Aim of the exercise :: Copy, with no changes, the part of the records below that opens with the line containing "QA step — the ceiling fan" and closes with the line containing "[380,328,452,402]". Include both of those lines.

Detection annotation records
□ □ □ □

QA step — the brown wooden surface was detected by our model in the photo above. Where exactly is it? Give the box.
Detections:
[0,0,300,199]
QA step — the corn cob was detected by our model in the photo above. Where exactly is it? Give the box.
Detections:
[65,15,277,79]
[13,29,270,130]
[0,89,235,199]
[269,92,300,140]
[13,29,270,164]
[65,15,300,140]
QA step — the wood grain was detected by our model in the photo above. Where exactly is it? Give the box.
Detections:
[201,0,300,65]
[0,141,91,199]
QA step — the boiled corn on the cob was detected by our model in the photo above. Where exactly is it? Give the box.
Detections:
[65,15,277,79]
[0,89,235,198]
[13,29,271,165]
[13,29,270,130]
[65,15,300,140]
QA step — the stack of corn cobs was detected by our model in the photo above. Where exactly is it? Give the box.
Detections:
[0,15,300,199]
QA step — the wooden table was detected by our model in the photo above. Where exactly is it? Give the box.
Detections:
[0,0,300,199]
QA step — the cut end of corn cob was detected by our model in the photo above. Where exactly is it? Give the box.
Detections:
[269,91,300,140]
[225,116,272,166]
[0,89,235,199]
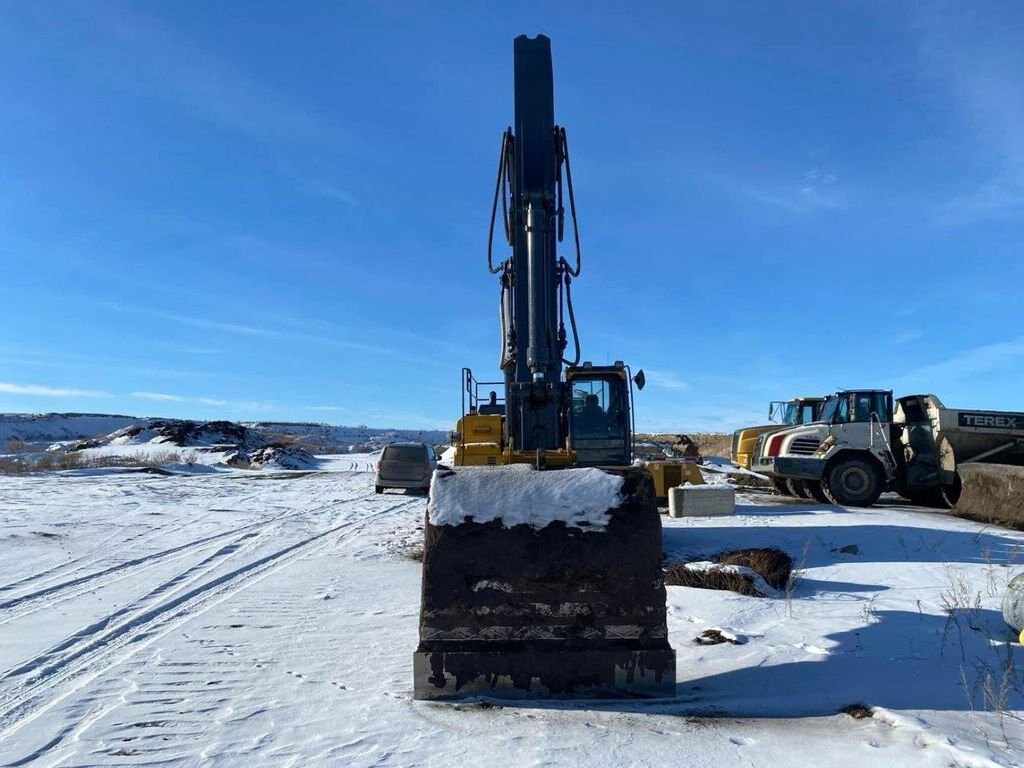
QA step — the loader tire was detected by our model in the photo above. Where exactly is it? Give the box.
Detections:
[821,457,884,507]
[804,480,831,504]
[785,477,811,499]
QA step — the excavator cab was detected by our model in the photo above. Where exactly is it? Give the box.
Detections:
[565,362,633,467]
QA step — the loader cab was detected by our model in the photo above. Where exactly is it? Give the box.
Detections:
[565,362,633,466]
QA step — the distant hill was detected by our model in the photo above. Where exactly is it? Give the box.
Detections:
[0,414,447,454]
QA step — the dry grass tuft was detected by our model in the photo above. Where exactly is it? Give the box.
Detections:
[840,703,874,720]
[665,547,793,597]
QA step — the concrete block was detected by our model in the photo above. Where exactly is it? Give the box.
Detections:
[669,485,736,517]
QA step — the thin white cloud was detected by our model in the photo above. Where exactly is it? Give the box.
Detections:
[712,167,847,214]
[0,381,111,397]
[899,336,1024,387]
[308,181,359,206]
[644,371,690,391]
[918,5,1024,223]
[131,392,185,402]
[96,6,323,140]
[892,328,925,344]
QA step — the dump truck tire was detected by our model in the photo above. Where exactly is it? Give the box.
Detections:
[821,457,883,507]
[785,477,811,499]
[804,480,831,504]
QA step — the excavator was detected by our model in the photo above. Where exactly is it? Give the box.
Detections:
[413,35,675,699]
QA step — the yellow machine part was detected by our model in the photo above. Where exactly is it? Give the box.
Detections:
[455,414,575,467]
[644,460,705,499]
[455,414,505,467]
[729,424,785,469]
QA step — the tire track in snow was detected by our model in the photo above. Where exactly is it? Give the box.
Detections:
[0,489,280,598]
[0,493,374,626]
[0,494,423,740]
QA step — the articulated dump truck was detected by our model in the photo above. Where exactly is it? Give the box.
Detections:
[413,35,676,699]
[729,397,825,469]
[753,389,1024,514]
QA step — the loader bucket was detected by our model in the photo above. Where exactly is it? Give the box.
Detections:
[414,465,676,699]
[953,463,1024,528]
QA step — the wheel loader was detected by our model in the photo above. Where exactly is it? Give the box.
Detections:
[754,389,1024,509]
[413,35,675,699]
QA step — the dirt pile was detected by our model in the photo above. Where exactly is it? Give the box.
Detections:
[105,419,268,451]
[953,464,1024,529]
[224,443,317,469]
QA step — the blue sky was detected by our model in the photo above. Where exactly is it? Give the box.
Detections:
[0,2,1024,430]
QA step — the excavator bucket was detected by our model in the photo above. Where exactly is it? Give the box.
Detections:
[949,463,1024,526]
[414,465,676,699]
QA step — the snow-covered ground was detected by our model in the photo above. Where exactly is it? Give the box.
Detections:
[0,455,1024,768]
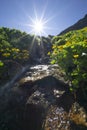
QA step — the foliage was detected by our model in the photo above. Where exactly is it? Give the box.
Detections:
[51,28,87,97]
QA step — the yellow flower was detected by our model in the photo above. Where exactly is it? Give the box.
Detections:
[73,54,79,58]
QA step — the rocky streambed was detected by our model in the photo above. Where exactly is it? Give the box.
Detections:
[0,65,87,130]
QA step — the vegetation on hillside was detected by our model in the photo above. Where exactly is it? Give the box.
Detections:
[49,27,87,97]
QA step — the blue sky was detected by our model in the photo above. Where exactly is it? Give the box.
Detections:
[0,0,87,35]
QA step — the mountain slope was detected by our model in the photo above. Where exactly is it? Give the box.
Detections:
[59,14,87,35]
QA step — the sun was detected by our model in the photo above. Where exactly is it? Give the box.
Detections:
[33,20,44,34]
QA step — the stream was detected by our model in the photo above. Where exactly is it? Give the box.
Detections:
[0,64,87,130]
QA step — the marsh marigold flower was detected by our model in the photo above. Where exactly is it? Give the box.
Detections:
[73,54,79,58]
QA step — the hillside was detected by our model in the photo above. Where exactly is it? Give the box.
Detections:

□ □ □ □

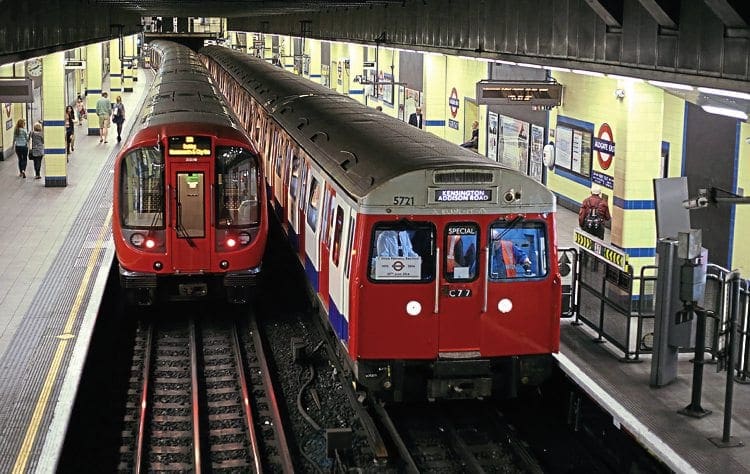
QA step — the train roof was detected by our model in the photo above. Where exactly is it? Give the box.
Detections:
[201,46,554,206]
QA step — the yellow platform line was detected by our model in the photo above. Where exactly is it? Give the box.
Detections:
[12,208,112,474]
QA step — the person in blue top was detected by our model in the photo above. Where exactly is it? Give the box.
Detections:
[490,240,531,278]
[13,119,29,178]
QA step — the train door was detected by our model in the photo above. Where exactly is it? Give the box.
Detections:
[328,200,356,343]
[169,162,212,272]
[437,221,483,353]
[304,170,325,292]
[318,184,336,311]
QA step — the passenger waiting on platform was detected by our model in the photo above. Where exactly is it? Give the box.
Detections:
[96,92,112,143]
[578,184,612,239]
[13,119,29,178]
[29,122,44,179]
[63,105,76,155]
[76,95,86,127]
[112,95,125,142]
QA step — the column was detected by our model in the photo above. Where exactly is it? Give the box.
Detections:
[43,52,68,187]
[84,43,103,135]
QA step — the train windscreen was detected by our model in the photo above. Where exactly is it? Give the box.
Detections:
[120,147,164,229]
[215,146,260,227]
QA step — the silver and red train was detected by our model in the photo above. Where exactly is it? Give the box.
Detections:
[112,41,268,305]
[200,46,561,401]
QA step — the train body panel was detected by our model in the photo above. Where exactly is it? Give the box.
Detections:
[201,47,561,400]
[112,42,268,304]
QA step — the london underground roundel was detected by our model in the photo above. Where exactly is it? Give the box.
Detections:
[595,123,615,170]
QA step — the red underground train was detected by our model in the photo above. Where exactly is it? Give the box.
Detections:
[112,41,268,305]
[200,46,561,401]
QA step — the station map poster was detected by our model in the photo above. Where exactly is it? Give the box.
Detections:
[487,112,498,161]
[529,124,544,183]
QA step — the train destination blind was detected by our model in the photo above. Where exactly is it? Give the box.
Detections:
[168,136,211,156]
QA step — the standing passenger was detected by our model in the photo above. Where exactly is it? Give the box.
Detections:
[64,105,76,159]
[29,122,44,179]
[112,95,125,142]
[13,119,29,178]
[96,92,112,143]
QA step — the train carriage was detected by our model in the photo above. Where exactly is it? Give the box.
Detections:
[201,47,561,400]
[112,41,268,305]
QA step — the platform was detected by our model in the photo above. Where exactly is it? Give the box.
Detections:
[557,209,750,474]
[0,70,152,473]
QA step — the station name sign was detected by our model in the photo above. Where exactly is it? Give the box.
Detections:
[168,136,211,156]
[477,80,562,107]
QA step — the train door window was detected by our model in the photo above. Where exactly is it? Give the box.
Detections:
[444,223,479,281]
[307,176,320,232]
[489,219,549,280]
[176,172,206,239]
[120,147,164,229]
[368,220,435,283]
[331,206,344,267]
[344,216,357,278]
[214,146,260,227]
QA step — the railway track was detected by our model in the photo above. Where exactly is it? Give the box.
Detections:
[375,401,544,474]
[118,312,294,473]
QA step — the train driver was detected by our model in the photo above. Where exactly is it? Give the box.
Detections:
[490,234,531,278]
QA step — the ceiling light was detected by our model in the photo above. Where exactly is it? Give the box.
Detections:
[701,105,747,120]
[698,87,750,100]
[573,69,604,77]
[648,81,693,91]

□ □ □ □

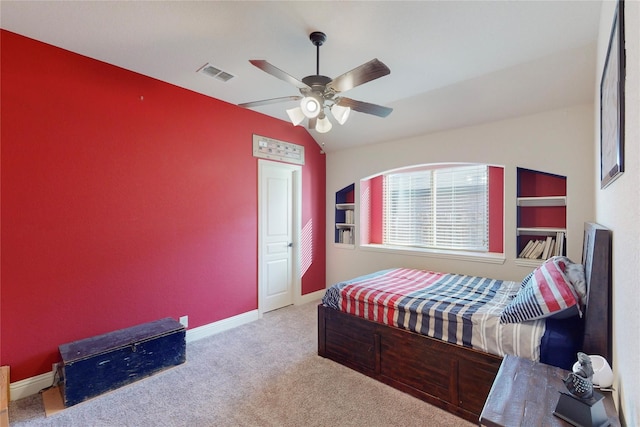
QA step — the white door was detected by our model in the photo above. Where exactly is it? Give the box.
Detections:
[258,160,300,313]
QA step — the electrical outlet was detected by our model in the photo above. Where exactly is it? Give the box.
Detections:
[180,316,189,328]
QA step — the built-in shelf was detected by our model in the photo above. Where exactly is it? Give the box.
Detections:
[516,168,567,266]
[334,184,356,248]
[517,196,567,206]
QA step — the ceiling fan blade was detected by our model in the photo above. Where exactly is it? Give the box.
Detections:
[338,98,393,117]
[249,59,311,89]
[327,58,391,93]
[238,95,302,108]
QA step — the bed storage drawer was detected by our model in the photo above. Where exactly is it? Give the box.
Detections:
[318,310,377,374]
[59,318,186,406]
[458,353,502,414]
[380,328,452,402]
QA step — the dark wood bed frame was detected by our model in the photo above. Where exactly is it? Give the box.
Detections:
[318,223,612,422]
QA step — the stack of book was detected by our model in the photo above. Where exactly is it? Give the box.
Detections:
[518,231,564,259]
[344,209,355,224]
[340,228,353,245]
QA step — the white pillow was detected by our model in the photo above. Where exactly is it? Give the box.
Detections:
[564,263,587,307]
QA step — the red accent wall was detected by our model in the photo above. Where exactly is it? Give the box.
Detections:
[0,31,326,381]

□ □ □ □

Exercise output ::
QA step — the ceiling fan blade was detected by our model in the photo above. Where exactly is it? Give the box.
Detections:
[338,98,393,117]
[249,59,311,89]
[327,58,391,93]
[238,95,302,108]
QA step — the bed storage drawer was detected by our model in the photo above. Where exactly is it? Give the box.
Detections:
[318,310,377,374]
[59,318,186,406]
[458,353,502,414]
[380,328,452,402]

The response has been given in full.